From the listing below, copy out every line where the word "ring" appears.
━━━━━ INPUT RECORDS ━━━━━
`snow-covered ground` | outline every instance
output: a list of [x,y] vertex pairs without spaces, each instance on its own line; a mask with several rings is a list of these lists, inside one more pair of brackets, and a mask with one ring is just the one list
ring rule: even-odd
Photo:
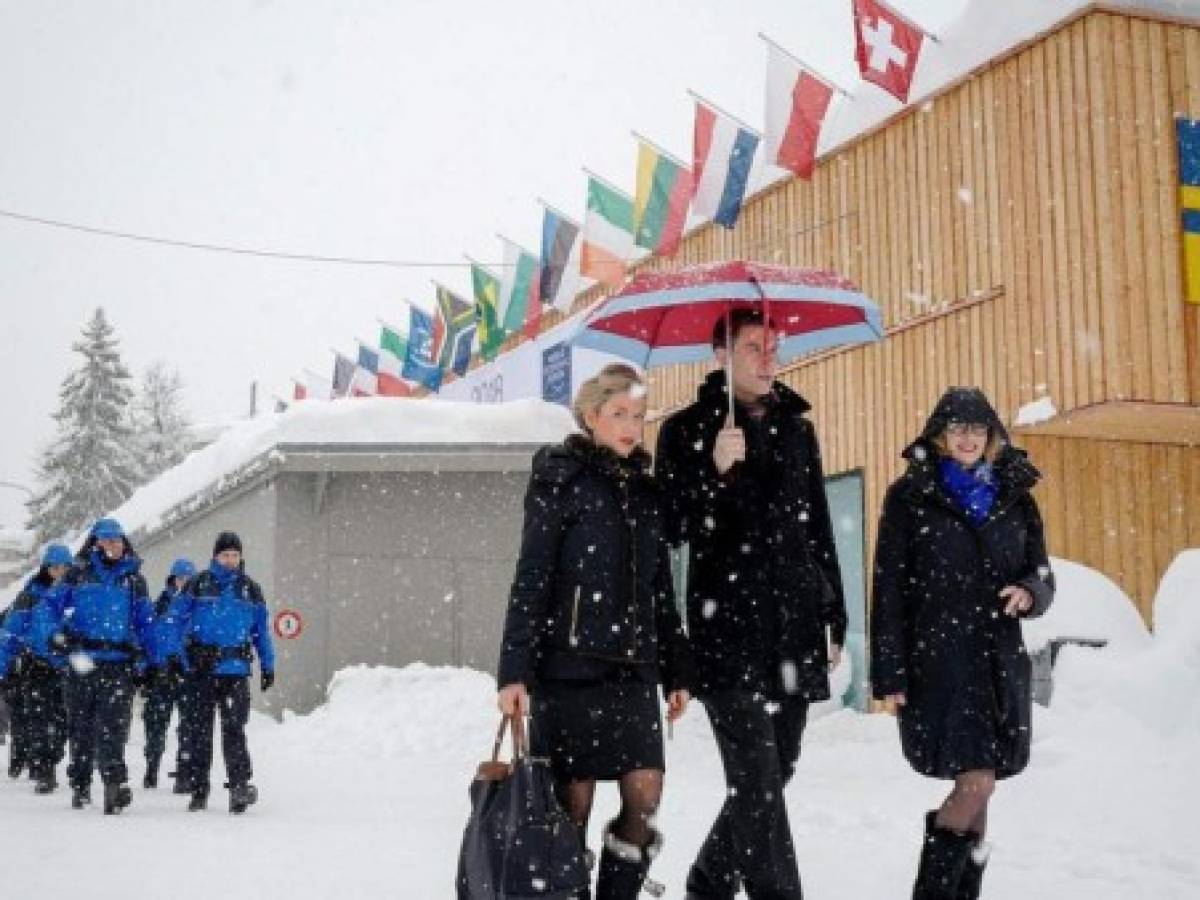
[[[1184,900],[1200,896],[1200,551],[1168,572],[1159,632],[1116,612],[1114,590],[1060,570],[1064,627],[1089,622],[1104,653],[1067,649],[1054,706],[1037,708],[1033,762],[999,787],[990,898]],[[1095,600],[1094,620],[1079,611]],[[1122,602],[1128,603],[1127,600]],[[1033,636],[1031,635],[1031,638]],[[490,752],[494,683],[478,672],[415,665],[340,673],[328,704],[282,723],[255,716],[262,801],[247,815],[184,811],[185,798],[135,789],[120,817],[73,812],[65,792],[0,784],[4,897],[446,898],[475,764]],[[140,723],[130,746],[140,782]],[[722,800],[716,751],[694,707],[668,744],[655,875],[682,885]],[[943,786],[913,774],[894,722],[835,710],[806,736],[788,790],[806,895],[907,896],[922,811]],[[593,818],[613,813],[602,790]]]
━━━━━
■ THE COMPLETED TASK:
output: a list of [x,y] vertex pairs without spaces, each instance on its own line; a mask with several rings is a list of these lists, inside one more pair of brackets, and a mask with one ring is just the one list
ring rule: even-odd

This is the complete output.